> _Problem 1_:
Answer these from the abstract on tandem repeat variability:
(a) Which three characteristics of a repeat does the model use to produce its VARscore?
(b) In which gene were the artificial repeats used to validate the model located?
(c) What VARscore range should tandem repeats used for genotyping have?
> _Problem 2_: Carry on the text on tandem repeat variability from the point where it stops.

> _Text section_:
##############################

Sequence-based estimation of minisatellite and microsatellite repeat variability

Abstract

Variable tandem repeats are frequently used for genetic mapping, genotyping, and forensics studies. Moreover, variation in some repeats underlies rapidly evolving traits or certain diseases. However, mutation rates vary greatly from repeat to repeat, and as a consequence, not all tandem repeats are suitable genetic markers or interesting unstable genetic modules. We developed a model, "SERV," that predicts the variability of a broad range of tandem repeats in a wide range of organisms. The nonlinear model uses three basic characteristics of the repeat (number of repeated units, unit length, and purity) to produce a numeric "VARscore" that correlates with repeat variability. SERV was experimentally validated using a large set of different artificial repeats located in the Saccharomyces cerevisiae URA3 gene. Further in silico analysis shows that SERV outperforms existing models and accurately predicts repeat variability in bacteria and eukaryotes, including plants and humans. Using SERV, we demonstrate significant enrichment of variable repeats within human genes involved in transcriptional regulation, chromatin remodeling, morphogenesis, and neurogenesis. Moreover, SERV allows identification of known and candidate genes involved in repeat-based diseases. In addition, we demonstrate the use of SERV for the selection and comparison of suitable variable repeats for genotyping and forensic purposes. Our analysis indicates that tandem repeats used for genotyping should have a VARscore between 1 and 3. SERV is publicly available from http://hulsweb1.cgr.harvard.edu/SERV/.

Figure 1.

##############################

> _Input data_:

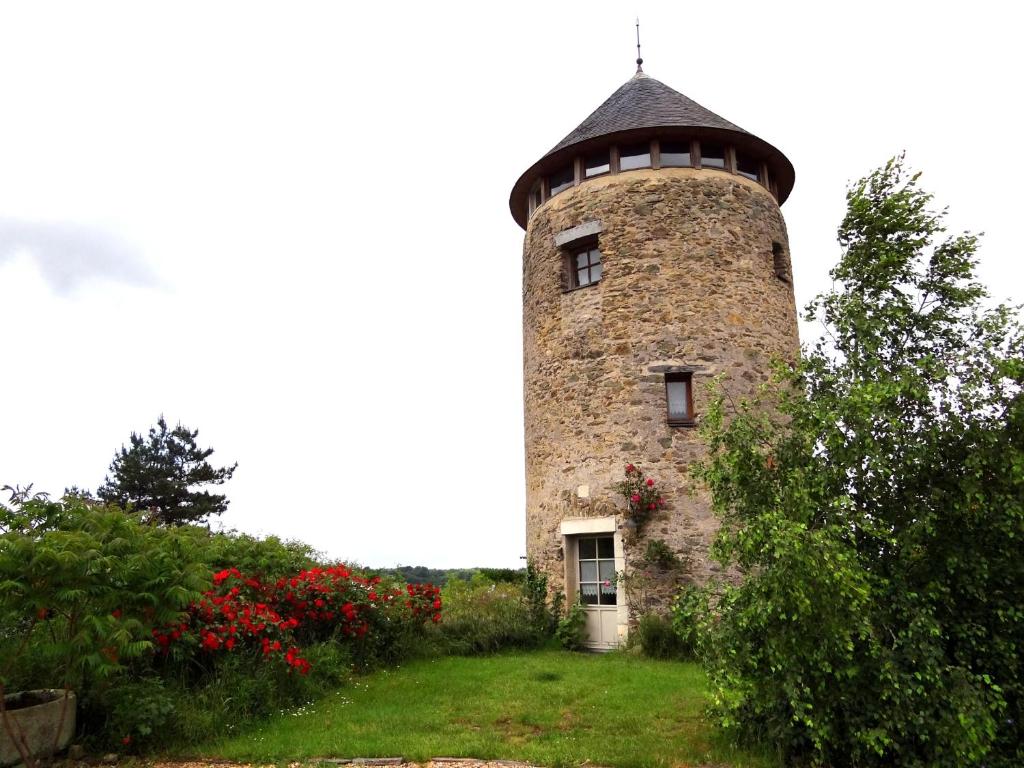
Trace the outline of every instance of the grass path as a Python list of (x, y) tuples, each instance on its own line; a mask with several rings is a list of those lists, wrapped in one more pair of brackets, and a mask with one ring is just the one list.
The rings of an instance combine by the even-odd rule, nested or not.
[(357, 678), (196, 752), (263, 763), (443, 756), (616, 768), (774, 765), (717, 737), (701, 716), (706, 700), (695, 665), (564, 651), (445, 657)]

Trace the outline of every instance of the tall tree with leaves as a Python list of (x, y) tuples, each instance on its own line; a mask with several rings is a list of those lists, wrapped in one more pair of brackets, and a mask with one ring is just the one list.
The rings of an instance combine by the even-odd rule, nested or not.
[(198, 436), (199, 430), (180, 424), (168, 429), (163, 416), (148, 436), (132, 432), (130, 446), (122, 445), (115, 455), (96, 496), (162, 525), (204, 522), (221, 514), (227, 509), (226, 497), (199, 488), (222, 484), (239, 465), (211, 466), (207, 460), (213, 449), (199, 447)]
[(1024, 333), (902, 158), (847, 199), (826, 334), (706, 419), (717, 710), (794, 762), (1024, 765)]

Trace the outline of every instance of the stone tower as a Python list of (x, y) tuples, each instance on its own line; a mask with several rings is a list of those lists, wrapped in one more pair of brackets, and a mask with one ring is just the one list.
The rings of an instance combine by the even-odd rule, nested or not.
[[(593, 647), (628, 631), (616, 573), (643, 568), (667, 595), (714, 570), (717, 523), (687, 476), (705, 450), (694, 427), (713, 379), (753, 394), (772, 358), (799, 351), (779, 211), (793, 183), (782, 153), (638, 67), (512, 189), (526, 230), (526, 551), (582, 600)], [(614, 490), (630, 462), (667, 503), (642, 530)], [(649, 566), (655, 540), (685, 568)]]

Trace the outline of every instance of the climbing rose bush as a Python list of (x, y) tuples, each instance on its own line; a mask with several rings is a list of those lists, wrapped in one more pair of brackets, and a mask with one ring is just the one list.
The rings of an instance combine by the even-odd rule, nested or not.
[(654, 479), (644, 475), (635, 464), (626, 465), (626, 479), (615, 483), (615, 490), (626, 499), (627, 517), (636, 522), (638, 530), (654, 512), (665, 507), (665, 499)]
[(284, 662), (289, 671), (311, 669), (302, 646), (328, 639), (358, 642), (400, 626), (441, 620), (440, 589), (430, 584), (388, 587), (345, 565), (309, 568), (273, 582), (225, 568), (182, 621), (153, 631), (170, 653), (253, 651)]

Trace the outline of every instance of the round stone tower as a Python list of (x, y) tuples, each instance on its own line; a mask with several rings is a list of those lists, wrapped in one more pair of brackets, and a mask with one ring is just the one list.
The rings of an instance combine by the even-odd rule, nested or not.
[[(638, 68), (512, 189), (526, 551), (584, 603), (593, 647), (617, 645), (651, 595), (715, 570), (717, 522), (687, 472), (705, 451), (695, 427), (713, 380), (752, 395), (799, 351), (779, 211), (793, 183), (774, 146)], [(628, 463), (666, 502), (639, 529), (614, 488)], [(681, 565), (649, 557), (665, 550), (651, 542)]]

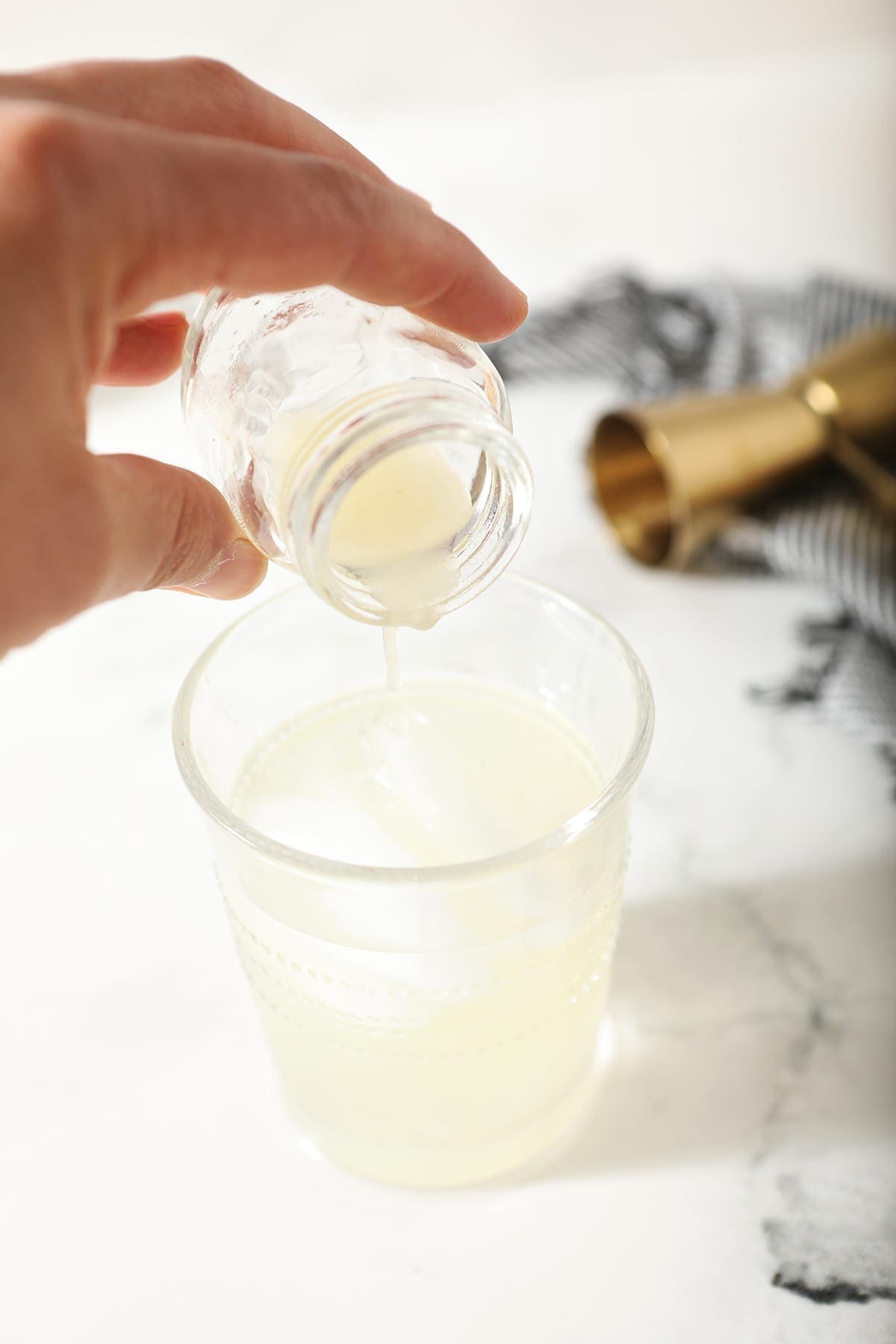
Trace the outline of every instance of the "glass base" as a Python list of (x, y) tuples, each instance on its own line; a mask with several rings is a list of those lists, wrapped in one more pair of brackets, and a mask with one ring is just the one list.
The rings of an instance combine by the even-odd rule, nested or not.
[(412, 1189), (447, 1189), (478, 1185), (509, 1172), (519, 1172), (575, 1133), (594, 1095), (595, 1074), (563, 1095), (549, 1110), (541, 1111), (527, 1125), (494, 1134), (476, 1146), (408, 1149), (365, 1144), (357, 1136), (328, 1130), (314, 1132), (309, 1117), (287, 1103), (290, 1118), (300, 1130), (302, 1150), (312, 1159), (325, 1159), (337, 1167), (384, 1185)]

##############################

> _Response 1_:
(a) The number of repeated units, the unit length, and the purity.
(b) The Saccharomyces cerevisiae URA3 gene.
(c) A VARscore between 1 and 3.

> _Response 2_:
VARscore correlates with repeat mutation rates. (A) To evaluate the correlation between the VARscore and experimentally determined mutation rates, a series of 30 different artificial repeats was inserted right behind the START codon of the genomic URA3 gene of a haploid S. cerevisiae S288C yeast strain. Three classes of strains were constructed: (1) a series of “CA” dinucleotide repeats with varying number of units; (2) a series of CA repeats with a constant number of units, but varying repeat purity; (3) a series of strains with a 10-mer and 20-mer unit length and varying number of units. (B) Since the number of nucleotides in each repeat is not a multitude of three, changes in the number of repeats lead to shifts in the URA3 reading frame, so that some strains will be Ura⁺, and others Ura⁻, depending on the number of repeat units they contain. Moreover, because of the instability of tandem repeats, the number of repeats will change in a fraction of each mitotic division, resulting in frequent shifts between Ura⁺ and URA⁻ phenotypes. This can be demonstrated by growing cells in either SC–Ura or 5-FOA medium, which selects for Ura⁺ and Ura⁻ strains, respectively (see Methods for details). (C) Plotting the mutation rates in the various repeat classes shows an exponential increase in mutation events with increasing unit number and purity. (D) Plotting VARscores for each repeat against their experimental mutation rates shows the correlation between VARscore and mutation rates, indicating that VARscores can be used as a rough estimation of mutation rate.

Figure 2.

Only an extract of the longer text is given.